- [Objective]: Each line from the one that contains "Q: For every instance of the grassy" to the end of the material must be quoted exactly; include both end lines and nothing else.

- [Task data]:

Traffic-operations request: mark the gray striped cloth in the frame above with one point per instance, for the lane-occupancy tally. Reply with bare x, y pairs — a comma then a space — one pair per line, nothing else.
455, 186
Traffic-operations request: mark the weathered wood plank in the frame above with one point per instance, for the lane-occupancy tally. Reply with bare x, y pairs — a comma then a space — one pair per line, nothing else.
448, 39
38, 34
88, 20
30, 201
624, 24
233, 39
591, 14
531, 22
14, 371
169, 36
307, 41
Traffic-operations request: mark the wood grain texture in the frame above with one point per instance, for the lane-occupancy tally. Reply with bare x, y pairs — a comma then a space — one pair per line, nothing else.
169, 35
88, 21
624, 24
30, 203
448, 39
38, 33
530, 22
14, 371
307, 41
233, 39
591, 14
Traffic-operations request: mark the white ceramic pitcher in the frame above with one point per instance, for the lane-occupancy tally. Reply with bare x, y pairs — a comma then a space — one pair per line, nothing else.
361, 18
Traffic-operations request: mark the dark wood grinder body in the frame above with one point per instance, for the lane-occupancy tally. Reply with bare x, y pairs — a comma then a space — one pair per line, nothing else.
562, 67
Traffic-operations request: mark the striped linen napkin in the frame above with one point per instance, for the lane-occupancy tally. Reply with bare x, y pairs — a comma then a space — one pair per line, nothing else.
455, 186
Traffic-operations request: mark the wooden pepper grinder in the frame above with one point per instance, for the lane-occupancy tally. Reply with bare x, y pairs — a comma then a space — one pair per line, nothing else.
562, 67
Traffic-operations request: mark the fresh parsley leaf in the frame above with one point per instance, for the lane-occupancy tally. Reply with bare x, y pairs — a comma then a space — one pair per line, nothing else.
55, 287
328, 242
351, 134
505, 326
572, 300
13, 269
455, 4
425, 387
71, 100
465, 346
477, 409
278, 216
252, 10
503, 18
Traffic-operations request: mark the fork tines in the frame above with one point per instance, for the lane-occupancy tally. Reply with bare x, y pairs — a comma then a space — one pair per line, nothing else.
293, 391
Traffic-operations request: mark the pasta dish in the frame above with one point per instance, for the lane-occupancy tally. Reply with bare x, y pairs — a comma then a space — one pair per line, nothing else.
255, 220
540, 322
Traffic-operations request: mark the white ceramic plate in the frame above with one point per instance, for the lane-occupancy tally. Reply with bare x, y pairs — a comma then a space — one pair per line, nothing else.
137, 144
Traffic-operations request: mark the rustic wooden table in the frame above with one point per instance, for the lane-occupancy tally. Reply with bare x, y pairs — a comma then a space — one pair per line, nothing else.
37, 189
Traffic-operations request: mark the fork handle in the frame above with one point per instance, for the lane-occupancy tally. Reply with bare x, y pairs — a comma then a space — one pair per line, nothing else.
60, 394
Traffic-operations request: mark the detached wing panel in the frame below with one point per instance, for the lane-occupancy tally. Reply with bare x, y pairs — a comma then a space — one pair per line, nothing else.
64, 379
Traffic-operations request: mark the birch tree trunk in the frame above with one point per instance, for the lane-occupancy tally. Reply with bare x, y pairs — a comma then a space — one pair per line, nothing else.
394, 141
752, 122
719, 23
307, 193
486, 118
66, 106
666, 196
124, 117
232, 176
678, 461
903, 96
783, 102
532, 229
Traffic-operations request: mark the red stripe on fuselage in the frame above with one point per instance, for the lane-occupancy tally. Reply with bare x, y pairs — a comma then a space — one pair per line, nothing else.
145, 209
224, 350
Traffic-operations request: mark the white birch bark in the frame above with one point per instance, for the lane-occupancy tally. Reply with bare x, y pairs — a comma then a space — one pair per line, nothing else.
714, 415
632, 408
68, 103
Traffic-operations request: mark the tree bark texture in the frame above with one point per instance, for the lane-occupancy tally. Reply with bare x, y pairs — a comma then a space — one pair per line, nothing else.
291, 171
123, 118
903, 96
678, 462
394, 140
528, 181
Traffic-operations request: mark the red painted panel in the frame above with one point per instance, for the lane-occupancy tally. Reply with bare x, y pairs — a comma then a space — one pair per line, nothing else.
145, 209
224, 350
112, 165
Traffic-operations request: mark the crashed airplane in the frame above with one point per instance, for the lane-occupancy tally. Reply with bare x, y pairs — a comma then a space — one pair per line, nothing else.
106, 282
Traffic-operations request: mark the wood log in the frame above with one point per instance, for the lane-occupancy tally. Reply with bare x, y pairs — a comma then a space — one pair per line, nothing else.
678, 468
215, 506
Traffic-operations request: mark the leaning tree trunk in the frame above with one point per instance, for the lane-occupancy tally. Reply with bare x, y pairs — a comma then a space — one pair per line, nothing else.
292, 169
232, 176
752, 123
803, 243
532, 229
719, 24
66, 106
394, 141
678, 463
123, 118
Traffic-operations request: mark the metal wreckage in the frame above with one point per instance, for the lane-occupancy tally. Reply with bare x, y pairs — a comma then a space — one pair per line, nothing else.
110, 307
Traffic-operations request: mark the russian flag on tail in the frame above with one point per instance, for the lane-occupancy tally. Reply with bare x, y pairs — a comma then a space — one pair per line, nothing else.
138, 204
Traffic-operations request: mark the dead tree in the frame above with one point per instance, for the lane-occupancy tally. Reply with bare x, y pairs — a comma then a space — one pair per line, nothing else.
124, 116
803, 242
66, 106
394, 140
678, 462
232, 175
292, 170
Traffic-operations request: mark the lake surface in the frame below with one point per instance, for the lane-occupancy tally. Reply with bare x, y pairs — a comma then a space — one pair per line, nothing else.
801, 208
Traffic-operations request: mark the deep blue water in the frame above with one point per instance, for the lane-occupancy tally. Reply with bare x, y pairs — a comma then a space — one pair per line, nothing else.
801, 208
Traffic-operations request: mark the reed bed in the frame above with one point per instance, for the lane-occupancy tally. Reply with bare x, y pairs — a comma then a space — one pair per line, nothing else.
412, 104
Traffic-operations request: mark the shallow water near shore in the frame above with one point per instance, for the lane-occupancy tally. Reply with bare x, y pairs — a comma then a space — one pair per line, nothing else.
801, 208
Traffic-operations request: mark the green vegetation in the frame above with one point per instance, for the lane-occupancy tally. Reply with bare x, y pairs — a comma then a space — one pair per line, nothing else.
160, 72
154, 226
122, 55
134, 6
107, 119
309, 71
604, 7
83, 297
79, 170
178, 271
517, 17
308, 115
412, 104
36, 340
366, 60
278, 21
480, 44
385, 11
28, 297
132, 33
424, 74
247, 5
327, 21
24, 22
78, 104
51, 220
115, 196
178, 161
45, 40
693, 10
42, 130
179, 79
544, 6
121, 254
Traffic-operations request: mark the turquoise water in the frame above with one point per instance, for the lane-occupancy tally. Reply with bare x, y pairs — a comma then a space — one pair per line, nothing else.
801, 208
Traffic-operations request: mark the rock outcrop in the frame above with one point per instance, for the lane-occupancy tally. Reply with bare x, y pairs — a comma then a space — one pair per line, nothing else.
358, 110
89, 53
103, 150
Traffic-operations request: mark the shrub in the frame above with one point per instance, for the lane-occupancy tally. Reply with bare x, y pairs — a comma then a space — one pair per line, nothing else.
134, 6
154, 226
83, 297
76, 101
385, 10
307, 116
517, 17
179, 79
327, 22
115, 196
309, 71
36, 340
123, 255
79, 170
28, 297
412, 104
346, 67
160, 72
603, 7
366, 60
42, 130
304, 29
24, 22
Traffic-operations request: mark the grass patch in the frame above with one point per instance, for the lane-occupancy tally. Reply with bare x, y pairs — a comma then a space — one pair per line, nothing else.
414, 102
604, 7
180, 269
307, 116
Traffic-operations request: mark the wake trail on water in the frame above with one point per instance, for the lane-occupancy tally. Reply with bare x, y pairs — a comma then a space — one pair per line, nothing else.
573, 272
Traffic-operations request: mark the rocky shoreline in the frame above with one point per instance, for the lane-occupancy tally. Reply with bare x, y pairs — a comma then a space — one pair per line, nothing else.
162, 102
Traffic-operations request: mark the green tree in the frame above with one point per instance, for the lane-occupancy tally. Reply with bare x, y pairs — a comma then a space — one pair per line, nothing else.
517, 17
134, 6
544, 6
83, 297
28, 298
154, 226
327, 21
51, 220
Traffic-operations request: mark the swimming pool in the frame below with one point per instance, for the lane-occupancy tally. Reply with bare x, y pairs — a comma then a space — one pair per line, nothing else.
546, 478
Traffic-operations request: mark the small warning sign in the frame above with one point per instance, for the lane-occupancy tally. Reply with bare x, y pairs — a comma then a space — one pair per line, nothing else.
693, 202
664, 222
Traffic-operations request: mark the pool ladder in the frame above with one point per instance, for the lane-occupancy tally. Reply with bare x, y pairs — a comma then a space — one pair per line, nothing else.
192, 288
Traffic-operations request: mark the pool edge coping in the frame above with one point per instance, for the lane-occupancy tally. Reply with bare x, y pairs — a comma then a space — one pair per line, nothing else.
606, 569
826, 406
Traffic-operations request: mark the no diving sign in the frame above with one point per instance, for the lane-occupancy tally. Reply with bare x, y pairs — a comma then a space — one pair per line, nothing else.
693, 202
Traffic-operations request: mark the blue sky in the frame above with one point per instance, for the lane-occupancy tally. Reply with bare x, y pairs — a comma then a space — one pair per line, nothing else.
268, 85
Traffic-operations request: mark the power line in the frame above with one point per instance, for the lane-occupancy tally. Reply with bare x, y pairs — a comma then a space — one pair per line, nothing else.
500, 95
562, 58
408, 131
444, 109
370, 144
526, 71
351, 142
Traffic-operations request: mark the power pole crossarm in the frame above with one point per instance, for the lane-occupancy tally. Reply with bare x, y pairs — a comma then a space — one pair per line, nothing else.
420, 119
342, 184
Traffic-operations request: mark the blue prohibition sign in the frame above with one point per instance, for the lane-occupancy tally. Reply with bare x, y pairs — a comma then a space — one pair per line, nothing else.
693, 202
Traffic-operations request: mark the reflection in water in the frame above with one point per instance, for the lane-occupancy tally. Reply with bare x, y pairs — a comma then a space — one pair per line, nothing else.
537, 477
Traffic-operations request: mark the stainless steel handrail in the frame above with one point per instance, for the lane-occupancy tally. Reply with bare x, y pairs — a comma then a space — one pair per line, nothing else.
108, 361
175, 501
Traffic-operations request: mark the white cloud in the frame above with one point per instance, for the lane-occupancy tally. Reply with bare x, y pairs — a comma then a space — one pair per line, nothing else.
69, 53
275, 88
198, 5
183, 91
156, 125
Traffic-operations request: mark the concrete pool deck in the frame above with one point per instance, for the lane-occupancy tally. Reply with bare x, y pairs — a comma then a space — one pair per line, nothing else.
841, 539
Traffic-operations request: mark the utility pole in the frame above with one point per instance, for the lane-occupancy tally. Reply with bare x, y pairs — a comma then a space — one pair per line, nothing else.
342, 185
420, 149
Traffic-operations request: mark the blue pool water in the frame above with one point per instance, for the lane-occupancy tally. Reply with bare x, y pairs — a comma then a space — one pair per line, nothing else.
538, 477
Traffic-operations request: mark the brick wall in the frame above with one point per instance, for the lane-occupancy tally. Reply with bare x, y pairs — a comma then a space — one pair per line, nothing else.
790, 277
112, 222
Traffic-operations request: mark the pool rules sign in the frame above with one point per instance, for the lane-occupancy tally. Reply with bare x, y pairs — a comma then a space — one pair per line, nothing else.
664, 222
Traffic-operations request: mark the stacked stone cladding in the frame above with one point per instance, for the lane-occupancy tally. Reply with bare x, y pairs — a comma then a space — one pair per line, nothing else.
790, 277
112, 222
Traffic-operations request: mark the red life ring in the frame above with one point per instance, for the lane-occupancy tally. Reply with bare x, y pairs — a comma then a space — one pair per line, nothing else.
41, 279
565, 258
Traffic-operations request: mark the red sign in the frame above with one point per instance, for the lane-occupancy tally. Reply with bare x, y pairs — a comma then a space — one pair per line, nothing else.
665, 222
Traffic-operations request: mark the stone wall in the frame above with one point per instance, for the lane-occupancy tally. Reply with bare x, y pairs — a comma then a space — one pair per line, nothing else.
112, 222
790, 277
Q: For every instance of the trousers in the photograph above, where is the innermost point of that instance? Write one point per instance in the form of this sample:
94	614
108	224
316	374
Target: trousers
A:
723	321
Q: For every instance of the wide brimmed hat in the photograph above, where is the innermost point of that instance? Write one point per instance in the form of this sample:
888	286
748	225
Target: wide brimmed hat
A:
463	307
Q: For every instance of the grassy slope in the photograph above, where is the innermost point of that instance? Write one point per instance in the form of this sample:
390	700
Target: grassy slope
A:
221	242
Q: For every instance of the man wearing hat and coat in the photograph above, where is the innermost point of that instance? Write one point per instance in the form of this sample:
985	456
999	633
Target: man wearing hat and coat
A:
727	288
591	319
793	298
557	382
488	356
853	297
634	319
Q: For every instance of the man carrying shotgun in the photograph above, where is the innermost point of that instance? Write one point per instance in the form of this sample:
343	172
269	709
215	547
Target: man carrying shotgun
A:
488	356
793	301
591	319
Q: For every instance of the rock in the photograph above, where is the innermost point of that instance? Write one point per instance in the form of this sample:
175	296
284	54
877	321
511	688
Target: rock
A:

- [Response below]:
Q: For every instance of the grassy slope in the photograph above, where is the innermost point of that instance? Write one point per instance in the form of this sample:
390	700
Target: grassy slope
A:
221	242
Q: For every instance of the man wearing hat and coat in the photograph above, where is the innermost point of that instance? Write one point per instance in the form of this sample:
985	456
999	633
Target: man wearing hat and coat
A:
727	288
591	319
793	298
557	382
488	356
853	297
634	319
Q: For every instance of the man carrying shotgun in the photograph above, where is the innermost point of that instance? Write one point per instance in the form of this sample:
343	172
269	709
215	547
Target: man carrying shotgun
A:
488	356
793	301
591	319
Q: For every instance of the rock in the photograph above, where is the innermost point of that instance? Write one point per instance in the form of this sample:
175	296
284	54
877	321
511	688
Target: rock
A:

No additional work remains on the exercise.